Task prompt:
Copy every record word for word.

Given records:
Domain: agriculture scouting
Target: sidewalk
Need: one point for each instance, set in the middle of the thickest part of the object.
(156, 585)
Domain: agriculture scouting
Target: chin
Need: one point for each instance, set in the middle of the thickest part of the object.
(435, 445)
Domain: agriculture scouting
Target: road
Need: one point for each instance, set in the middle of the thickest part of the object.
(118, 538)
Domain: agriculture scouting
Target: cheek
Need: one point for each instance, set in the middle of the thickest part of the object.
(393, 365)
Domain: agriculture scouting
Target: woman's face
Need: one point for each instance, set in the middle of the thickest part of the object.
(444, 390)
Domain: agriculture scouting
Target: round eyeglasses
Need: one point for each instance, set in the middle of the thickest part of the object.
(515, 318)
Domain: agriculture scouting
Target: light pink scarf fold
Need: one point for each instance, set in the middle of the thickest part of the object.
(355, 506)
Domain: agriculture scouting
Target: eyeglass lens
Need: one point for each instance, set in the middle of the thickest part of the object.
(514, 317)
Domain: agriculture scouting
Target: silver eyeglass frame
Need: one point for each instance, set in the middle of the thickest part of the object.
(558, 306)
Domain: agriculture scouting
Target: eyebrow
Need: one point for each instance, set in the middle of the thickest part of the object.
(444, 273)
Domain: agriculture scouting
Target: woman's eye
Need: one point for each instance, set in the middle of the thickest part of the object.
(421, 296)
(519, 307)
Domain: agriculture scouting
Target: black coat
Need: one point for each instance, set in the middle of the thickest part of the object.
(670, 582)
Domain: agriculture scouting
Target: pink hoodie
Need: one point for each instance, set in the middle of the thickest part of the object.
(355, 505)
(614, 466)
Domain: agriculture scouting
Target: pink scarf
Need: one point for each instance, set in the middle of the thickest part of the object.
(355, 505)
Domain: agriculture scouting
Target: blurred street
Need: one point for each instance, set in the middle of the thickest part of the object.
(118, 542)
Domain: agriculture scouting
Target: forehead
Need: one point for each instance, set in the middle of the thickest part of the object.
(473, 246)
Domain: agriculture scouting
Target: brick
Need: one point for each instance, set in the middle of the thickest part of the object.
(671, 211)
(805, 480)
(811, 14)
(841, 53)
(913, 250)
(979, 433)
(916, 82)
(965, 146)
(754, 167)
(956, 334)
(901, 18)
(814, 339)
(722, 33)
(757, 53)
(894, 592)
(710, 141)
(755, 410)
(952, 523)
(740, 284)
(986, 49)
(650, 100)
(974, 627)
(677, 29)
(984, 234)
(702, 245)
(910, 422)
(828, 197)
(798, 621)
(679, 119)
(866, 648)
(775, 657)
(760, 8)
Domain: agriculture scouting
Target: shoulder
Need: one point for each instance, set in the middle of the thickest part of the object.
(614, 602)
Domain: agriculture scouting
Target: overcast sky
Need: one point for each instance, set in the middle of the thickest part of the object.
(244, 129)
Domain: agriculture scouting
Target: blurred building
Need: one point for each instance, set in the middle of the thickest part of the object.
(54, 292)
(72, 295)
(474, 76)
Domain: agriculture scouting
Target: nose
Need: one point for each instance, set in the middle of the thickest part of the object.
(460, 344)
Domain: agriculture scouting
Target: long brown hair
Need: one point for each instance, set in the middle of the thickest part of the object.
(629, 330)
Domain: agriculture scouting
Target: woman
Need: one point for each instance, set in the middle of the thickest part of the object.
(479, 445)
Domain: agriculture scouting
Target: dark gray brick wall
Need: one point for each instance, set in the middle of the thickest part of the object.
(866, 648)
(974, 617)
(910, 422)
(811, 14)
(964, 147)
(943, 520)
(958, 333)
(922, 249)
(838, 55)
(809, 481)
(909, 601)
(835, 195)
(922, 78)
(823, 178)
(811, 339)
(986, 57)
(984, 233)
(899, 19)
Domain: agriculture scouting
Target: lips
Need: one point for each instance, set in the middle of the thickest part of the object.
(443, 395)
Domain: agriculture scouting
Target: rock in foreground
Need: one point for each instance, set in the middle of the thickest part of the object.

Response for this exercise:
Domain: agriculture scouting
Target: sidewalk
Need: one point for each instance, set in the middle of the thickest part of the object.
(156, 585)
Domain: agriculture scouting
Target: chin
Need: one point for each instance, set in the middle of the thickest part of the object.
(435, 445)
Domain: agriculture scouting
Target: road
Need: one point for each instance, set in the middle of the thickest part of the object.
(118, 538)
Domain: agriculture scouting
Target: cheek
Need: one point for each instance, set in the middle of the thickest part of the object.
(393, 365)
Domain: agriculture scouting
Target: woman's face
Need: one point for each instance, set in the middle of the thickest part of the object.
(444, 390)
Domain: agriculture scouting
Target: round eyeglasses
Need: one point for each instance, set in the middle of the thickest part of the object.
(515, 318)
Domain: agriculture scouting
Target: light pink scarf fold
Need: one point for each instance, set in the middle of the thickest part of the object.
(355, 506)
Domain: agriculture scouting
Target: eyeglass lens
Need: one point for each instance, set in the middle of the thickest part of the object.
(514, 317)
Domain: agriculture scouting
Target: silver eyeglass frame
Need: one point for each instance, set in the middle of the thickest part of the object.
(558, 306)
Domain: agriculture scouting
Target: eyebrow
Need: one point for each instance, set in the middle of the thickest part of the object.
(444, 273)
Domain: agriculture scouting
Target: woman's eye
Need: one point for each instance, set in the middle of the thickest part of the object.
(421, 296)
(519, 307)
Domain: agriculture scouting
Target: black coat
Need: one point for each instance, set in the middle of the thickest part of the object.
(670, 582)
Domain: agriculture scouting
Target: pink hoodie
Need: one point for each instance, set in the middle of the thickest part of the object.
(355, 505)
(614, 466)
Domain: agriculture scouting
Target: pink scarf
Need: one point for each instance, set in the middle of the thickest part of the object.
(355, 505)
Domain: agriculture scouting
Target: blurred street
Need: one point for each instance, set in the middle of the thickest part of the object.
(118, 542)
Domain: agriculture scouting
Target: forehead
Need: one point for each instance, set in the middle of the thickest part of the object.
(473, 246)
Domain: agriculture scouting
Target: brick
Need: one point for each instance, set in the middle of the thickest part of the object.
(671, 211)
(805, 480)
(811, 14)
(841, 53)
(913, 250)
(979, 433)
(916, 82)
(965, 146)
(754, 167)
(956, 334)
(901, 18)
(814, 339)
(722, 33)
(757, 53)
(894, 592)
(710, 141)
(755, 410)
(952, 523)
(740, 284)
(986, 49)
(650, 100)
(974, 627)
(677, 29)
(984, 234)
(702, 245)
(910, 422)
(828, 197)
(798, 621)
(679, 119)
(866, 648)
(775, 657)
(760, 8)
Domain: agriculture scouting
Target: shoulder
Need: one point for each instance, set in the middle of the thickest part of the object.
(614, 602)
Domain: agriculture scouting
Target: overcast sky
Need: one point for each instance, set in the middle of the thickest part of the object.
(244, 129)
Domain: agriculture scouting
Target: blurred building
Need: one point for each instance, set in the middle of the thickest part of the object.
(54, 292)
(72, 295)
(474, 76)
Domain: agriculture scouting
Target: nose
Need: one point for each instance, set in the middle of the thickest part of the object.
(460, 344)
Domain: agriculture scouting
Target: long brown hair
Need: one point for each instance, set in the middle of the thickest part of the object.
(629, 330)
Domain: agriculture scouting
Target: woman
Need: one point for each instance, set in the middle of the thickest part of the object.
(479, 445)
Domain: agriculture scouting
Target: dark gray brick wall
Need: one point for each instance, set in the middle of the thickest part of the object.
(866, 648)
(974, 617)
(910, 422)
(811, 14)
(964, 147)
(943, 520)
(958, 333)
(922, 249)
(838, 55)
(809, 481)
(909, 601)
(835, 195)
(922, 78)
(823, 178)
(811, 339)
(986, 57)
(984, 233)
(899, 19)
Domain: agriculture scouting
Target: lips
Need: one point for each instance, set in the middle of the thickest part of the object.
(443, 395)
Domain: agriculture scouting
Target: rock in foreground
Need: one point for each instance, set in the middle of the thickest part of the object.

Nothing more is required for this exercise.